(Data records)
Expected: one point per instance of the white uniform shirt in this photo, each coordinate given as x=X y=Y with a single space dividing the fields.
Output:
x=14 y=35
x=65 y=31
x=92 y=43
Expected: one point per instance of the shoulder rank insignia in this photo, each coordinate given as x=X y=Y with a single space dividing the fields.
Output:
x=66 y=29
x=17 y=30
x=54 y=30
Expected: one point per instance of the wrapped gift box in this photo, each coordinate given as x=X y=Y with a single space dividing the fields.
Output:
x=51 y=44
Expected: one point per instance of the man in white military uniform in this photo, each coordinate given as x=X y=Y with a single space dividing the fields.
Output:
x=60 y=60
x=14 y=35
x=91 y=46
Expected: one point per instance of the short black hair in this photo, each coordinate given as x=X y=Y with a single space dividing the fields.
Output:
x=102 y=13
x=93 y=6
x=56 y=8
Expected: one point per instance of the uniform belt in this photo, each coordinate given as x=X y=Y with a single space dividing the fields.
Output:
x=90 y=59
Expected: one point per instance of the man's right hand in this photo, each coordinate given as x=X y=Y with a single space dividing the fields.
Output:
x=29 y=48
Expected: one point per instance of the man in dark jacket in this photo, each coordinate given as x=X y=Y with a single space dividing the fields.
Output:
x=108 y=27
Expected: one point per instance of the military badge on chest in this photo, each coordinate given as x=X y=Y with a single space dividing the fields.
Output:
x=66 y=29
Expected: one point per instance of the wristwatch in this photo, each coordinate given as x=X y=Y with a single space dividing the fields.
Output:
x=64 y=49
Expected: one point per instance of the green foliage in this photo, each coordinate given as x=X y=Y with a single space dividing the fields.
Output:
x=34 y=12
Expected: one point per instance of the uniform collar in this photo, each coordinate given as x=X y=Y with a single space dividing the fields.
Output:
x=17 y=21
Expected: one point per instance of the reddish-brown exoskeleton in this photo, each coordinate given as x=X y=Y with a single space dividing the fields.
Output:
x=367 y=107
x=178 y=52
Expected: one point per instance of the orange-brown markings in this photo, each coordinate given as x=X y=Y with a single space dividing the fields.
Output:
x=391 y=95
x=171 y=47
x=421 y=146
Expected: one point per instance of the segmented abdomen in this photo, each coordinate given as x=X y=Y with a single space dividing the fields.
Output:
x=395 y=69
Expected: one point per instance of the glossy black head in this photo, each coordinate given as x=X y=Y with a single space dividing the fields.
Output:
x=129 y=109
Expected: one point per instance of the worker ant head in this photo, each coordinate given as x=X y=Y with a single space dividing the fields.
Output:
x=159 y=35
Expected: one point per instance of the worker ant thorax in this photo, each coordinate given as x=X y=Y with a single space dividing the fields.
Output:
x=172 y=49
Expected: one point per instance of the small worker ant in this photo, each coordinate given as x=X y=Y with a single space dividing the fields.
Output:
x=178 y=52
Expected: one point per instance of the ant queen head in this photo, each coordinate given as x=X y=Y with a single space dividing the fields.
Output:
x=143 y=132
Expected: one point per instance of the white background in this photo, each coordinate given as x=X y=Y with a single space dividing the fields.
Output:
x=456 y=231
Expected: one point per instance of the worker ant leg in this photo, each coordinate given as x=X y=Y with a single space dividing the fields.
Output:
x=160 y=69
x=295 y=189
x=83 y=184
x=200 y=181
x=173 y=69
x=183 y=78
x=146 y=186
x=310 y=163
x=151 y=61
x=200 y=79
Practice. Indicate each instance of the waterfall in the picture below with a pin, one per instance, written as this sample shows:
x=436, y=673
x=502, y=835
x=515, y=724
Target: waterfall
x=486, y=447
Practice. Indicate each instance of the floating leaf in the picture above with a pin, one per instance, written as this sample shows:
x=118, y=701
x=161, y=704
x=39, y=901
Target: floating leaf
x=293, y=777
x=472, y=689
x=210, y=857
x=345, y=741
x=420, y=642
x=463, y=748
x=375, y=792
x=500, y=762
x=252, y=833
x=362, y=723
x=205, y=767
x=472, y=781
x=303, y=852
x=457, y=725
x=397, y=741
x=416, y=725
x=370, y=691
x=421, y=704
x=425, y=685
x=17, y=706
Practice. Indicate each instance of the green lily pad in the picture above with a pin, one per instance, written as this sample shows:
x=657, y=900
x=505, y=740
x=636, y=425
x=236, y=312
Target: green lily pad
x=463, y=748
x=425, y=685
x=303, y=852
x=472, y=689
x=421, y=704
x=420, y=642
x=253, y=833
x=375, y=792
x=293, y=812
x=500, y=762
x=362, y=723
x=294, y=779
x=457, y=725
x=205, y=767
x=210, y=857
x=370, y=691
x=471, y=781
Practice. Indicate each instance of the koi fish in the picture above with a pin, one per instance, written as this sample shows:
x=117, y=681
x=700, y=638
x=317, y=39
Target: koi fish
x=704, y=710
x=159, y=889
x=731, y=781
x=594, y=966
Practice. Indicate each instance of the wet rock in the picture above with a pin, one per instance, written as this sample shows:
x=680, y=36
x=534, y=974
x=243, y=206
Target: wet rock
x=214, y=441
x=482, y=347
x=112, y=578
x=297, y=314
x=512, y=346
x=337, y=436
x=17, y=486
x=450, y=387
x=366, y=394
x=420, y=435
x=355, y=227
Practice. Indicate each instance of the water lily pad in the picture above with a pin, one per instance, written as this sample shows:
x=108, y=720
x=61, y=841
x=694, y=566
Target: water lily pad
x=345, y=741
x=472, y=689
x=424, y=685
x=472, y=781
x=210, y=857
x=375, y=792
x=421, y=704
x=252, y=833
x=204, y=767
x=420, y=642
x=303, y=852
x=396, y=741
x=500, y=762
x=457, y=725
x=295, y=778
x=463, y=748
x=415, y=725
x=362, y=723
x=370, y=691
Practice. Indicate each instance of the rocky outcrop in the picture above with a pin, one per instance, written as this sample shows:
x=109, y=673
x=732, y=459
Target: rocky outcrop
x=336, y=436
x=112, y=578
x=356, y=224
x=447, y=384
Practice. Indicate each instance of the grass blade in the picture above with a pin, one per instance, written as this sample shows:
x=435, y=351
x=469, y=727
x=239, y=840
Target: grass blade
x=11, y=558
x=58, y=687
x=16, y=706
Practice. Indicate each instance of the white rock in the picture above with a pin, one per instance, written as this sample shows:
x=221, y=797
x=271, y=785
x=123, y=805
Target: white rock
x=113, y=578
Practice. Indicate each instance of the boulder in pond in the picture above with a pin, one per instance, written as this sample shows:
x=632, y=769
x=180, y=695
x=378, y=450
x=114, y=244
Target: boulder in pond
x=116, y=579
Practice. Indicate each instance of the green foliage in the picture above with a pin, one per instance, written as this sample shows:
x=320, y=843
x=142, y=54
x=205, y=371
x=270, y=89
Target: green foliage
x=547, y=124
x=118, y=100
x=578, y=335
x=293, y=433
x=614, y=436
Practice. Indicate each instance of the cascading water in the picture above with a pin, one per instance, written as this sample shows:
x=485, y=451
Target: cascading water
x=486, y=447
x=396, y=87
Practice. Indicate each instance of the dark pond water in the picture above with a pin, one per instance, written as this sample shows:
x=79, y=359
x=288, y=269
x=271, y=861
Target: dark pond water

TASK TO COMPLETE:
Among the lines of the data, identify those with the word "black". Copy each of them.

PROBLEM SOLUTION:
Expected: one point per instance of the short black hair in this photo, each coordinate given as x=X y=Y with a single space dividing the fields.
Expected: one point per instance of the glossy black head in this photo, each coordinate given as x=X y=Y with a single space dividing the fields.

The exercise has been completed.